Required action 1: Reproduce the records, everything from the line containing "</instance>" down to the end of the records, with both of those lines included.
Required action 2: Continue the passage about Morris's spread offense from where it stops.

Text segment:
What this article also does is to explain the characteristics of the key players that are needed to make this offense go. After you read this it should bring up some interesting discussion of who we currently have in these positions that best fit these descriptions.

Meanwhile, the Malzahn/Morris school of spread offense is already built around the run game. In fact, it's like a modern wishbone, an attempt to use the classic triple option in a new way.

The modern elements added by Morris include spread alignments, the forward pass, motion, and tempo. The brilliance of the triple option is that it's a self-contained concept with built-in answers for any potential problem. Morris doesn't have any single concepts quite that simple or elegant, but in general he emphasizes a similar level of soundness in his offense.

Morris could try to have a million concepts to answer a million problems. But he would rather contain multiple answers within the same concepts. He can still use diversity -- of formations, personnel groupings, or options within a play -- but focuses on fully mastering a few versatile plans of attack.


After the snap, you can see the past come alive as Morris' smashmouth spread starts cycling through the four options of a triple-option attack, whether two or three at a time or all at once. That's right. The best triple option offenses present four main threats to account for.

1. The dive.
2. The keeper and the fulcrum.
3. The "pitch."
4. The deep bomb.


There is also a discussion of the shorter passing game, screens, etc. found within this article. It's a good read. Do we have the personnel to run all of this offense? Part of it?

https://www.sbnation.com/college-football/2014/6/10/5782566/clemson-offense-chad-morris

I believe we do. Chase Hayden and TJ Hammonds can be those scatback guys with Hammonds catching a lot of passes on those screens. Devwah Whaley with a little less weight and more flexibility can be the Wayne Gallman back who runs between the tackles.

Cantrell is a really good blocker who with a little less weight and more flexibility like Whaley can be a good receiver at the H back along with some of the others at TE.

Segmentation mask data
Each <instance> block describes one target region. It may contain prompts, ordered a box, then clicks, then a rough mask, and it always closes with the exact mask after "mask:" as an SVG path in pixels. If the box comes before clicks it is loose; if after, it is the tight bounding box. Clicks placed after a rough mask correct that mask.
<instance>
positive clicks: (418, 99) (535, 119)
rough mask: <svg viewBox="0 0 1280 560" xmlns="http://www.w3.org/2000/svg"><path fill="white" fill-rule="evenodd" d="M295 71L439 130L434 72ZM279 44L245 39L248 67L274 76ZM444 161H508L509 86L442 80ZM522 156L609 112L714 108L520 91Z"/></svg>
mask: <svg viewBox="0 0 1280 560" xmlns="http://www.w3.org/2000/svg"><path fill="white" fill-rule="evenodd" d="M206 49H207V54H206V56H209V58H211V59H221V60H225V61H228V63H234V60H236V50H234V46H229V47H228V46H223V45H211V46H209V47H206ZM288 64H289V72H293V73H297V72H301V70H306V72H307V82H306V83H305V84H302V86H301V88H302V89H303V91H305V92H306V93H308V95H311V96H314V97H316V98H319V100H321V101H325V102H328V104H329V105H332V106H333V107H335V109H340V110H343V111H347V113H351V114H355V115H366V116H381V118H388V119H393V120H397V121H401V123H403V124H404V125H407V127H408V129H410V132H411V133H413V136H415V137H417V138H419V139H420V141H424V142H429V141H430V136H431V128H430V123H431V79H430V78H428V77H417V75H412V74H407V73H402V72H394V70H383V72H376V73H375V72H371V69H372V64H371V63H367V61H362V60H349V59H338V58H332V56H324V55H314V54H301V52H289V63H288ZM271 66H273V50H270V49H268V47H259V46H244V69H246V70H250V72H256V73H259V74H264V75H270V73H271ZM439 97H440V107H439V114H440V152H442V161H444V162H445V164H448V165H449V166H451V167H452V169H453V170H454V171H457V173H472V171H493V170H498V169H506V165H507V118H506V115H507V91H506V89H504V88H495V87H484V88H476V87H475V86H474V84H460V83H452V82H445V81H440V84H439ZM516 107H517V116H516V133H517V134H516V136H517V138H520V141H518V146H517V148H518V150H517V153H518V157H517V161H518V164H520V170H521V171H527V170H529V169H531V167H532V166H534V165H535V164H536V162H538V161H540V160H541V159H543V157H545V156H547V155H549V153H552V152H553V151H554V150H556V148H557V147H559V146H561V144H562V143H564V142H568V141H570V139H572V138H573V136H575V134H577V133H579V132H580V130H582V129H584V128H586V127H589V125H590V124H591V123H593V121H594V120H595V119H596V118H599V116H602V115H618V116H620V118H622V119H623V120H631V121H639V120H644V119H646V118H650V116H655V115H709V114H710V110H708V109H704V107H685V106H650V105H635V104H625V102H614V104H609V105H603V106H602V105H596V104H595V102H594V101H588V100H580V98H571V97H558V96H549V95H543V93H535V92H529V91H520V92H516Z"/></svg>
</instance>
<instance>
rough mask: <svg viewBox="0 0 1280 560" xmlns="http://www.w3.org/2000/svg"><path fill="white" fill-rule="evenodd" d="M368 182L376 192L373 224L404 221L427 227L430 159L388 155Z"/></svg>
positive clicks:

Answer area 1:
</instance>
<instance>
rough mask: <svg viewBox="0 0 1280 560" xmlns="http://www.w3.org/2000/svg"><path fill="white" fill-rule="evenodd" d="M368 182L376 192L373 224L404 221L427 227L430 159L388 155Z"/></svg>
positive clicks:

Answer area 2:
Brandon Martin can have a big year if he learns to beat press coverage. We saw a glimpse of Jones' potential in the Mizzou game. Nance exceeded expectations when healthy. Cornelius can catch a lot of passes out of the slot. Woods is already making a lot of plays in practice. It remains to be seen if we have enough WRs for this offense.

I think the O line can block better with more spacing and not being jammed into a phone booth as in the past 5 years. The key will be gaining yardage on 1st down and staying out of obvious passing situations, critical in any offense.

It's a must that we have a QB who is in excellent condition to run at a breakneck pace at times, make quick decisions and get the ball out quickly on passes. Having a backup capable of running the offense without a major dropoff is big with the QB runs there is always a chance of injury. Of course, maybe not as much as the last 2 years when AA was taking such a beating on pass plays.

We clearly don't have a DeShaun Watson, but these guys can run this show. I don't think we'll see all of Morris' offense the first 2 years or until he gets a more dynamic playmaker at QB.

We go into the 2018 season with a proven return man and kicker, so I'm more concerned about the other side of the ball. How much pass rush we are able to get will determine how many games we can win.

Ryan Pulley can be a 1st team All-SEC and Calloway was a 4 star recruited by everyone. We have not seen talent at safety like what we will have in ages. Having said that, if the pass rush doesn't greatly improve, any secondary will be exposed including this one.

Any attacking defensive style is going to get burned a lot without a consistent rush. I look for 1-2 of the DEs moving inside on passing downs with Ramsey and Taylor or Gerald at E with some zone blitz mixed in.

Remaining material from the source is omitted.